▸ GIVEN RECORDS:
_____

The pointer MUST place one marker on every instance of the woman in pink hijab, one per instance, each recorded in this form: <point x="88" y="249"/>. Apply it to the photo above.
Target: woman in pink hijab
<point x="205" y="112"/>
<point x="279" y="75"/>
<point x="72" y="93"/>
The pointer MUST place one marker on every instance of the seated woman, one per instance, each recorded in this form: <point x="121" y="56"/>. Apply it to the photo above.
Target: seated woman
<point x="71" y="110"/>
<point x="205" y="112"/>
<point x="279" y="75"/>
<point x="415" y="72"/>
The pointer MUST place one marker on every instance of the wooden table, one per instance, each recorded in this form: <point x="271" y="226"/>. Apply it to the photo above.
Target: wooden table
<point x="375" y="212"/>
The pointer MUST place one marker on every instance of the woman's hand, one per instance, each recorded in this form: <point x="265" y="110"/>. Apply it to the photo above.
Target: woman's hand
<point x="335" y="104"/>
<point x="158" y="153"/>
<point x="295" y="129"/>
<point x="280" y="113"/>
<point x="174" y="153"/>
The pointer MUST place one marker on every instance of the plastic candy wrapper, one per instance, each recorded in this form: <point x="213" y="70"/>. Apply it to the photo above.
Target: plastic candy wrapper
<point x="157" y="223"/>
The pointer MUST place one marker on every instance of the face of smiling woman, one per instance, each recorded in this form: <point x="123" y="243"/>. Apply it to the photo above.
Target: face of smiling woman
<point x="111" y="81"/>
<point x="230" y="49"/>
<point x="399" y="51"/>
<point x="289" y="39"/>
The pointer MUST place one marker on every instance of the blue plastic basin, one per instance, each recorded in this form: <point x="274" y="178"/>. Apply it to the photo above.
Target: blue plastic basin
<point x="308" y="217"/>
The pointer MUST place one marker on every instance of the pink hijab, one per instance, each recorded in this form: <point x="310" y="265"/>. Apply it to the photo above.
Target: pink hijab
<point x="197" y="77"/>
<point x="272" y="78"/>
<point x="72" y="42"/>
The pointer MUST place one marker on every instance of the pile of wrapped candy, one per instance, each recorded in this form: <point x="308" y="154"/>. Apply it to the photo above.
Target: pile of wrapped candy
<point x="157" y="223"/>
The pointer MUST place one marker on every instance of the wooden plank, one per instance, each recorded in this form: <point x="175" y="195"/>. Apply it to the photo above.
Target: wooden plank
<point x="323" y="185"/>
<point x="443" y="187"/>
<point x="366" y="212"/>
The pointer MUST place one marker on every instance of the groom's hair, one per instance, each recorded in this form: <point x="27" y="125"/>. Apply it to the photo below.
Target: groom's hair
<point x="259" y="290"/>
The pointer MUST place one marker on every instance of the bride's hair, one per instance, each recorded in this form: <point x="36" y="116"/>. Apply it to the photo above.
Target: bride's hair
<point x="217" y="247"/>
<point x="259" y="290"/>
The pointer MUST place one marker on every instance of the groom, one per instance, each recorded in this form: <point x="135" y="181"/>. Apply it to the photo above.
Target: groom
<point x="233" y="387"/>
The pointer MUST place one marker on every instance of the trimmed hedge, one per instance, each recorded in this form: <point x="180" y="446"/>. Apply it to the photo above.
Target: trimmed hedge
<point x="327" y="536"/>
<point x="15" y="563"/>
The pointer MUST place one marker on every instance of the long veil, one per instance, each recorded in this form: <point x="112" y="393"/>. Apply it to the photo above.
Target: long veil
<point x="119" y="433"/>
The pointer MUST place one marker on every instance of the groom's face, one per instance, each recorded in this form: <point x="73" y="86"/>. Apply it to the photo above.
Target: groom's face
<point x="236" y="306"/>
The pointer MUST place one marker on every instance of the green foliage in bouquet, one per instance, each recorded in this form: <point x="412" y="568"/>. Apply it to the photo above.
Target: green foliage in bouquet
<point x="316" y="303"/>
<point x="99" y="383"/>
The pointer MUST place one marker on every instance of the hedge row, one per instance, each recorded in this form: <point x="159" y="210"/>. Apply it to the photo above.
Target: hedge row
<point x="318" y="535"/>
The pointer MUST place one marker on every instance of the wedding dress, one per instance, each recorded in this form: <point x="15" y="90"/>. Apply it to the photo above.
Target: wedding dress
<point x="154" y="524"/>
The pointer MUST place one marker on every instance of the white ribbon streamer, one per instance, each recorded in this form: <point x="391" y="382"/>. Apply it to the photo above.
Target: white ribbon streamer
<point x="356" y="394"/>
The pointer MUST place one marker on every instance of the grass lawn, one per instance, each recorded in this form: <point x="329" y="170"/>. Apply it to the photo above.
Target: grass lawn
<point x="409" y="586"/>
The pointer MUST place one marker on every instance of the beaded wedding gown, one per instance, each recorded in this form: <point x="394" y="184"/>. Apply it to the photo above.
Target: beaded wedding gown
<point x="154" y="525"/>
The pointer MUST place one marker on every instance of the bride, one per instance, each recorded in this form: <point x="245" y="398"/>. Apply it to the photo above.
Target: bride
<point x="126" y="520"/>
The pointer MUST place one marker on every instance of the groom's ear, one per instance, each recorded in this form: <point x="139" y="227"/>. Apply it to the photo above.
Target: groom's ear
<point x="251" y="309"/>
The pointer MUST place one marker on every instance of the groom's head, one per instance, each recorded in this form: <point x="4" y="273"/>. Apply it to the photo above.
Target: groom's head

_____

▸ EXERCISE:
Please give the number of lines in the listing above that contain the string "head", without anything else.

▸ SOLUTION TO THE PROBLEM:
2